» **Task goal**: In the items, take the lines from the one containing "Can you find the paved" through the last line, both ends included. Swap "grass verge" for "grassy roadside strip" in those lines, leave everything else unchanged, and write out only those lines.

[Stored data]
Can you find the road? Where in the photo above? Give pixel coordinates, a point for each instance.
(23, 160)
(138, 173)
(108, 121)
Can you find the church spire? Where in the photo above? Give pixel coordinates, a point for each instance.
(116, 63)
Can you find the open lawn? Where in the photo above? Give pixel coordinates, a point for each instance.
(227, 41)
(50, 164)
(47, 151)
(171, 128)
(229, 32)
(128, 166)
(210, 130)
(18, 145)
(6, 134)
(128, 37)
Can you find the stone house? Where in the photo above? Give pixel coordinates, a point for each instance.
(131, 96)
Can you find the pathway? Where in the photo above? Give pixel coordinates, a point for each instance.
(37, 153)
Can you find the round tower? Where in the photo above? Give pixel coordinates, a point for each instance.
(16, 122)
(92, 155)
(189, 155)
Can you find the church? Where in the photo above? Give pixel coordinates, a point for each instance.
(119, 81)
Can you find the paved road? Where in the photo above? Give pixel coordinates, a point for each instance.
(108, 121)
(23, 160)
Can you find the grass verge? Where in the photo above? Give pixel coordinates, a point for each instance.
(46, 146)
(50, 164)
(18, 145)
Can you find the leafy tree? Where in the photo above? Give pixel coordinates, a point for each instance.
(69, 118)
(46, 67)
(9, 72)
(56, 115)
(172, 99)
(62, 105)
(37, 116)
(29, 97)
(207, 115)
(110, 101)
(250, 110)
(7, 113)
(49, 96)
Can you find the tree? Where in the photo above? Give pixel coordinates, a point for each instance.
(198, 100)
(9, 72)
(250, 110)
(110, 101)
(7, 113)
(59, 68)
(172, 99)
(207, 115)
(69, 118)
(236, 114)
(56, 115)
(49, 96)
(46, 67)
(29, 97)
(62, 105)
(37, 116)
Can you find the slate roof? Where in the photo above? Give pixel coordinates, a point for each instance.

» **The response**:
Can you find the paved road? Where in the photo above? Give pixel coordinates, a point for each instance.
(108, 121)
(23, 160)
Can you find the grassy roadside strip? Where in the photo above? Give pixel coordinates, a point for each instance.
(46, 146)
(50, 164)
(18, 145)
Can you find the leafy tree? Where in the photo above? Give pixel coordinates, a point for each instance.
(69, 118)
(46, 67)
(9, 72)
(56, 115)
(172, 99)
(62, 105)
(37, 116)
(29, 97)
(207, 115)
(110, 101)
(250, 110)
(7, 113)
(49, 96)
Can you find the tree? Where in the photo above? Give pixel coordinates, a point for each instance.
(198, 100)
(9, 72)
(250, 110)
(110, 101)
(7, 113)
(59, 68)
(172, 99)
(207, 115)
(69, 118)
(236, 114)
(56, 115)
(49, 96)
(46, 67)
(29, 97)
(62, 105)
(37, 116)
Can you find the slate roof? Where in the photo above? Give pixel coordinates, a point for each instance.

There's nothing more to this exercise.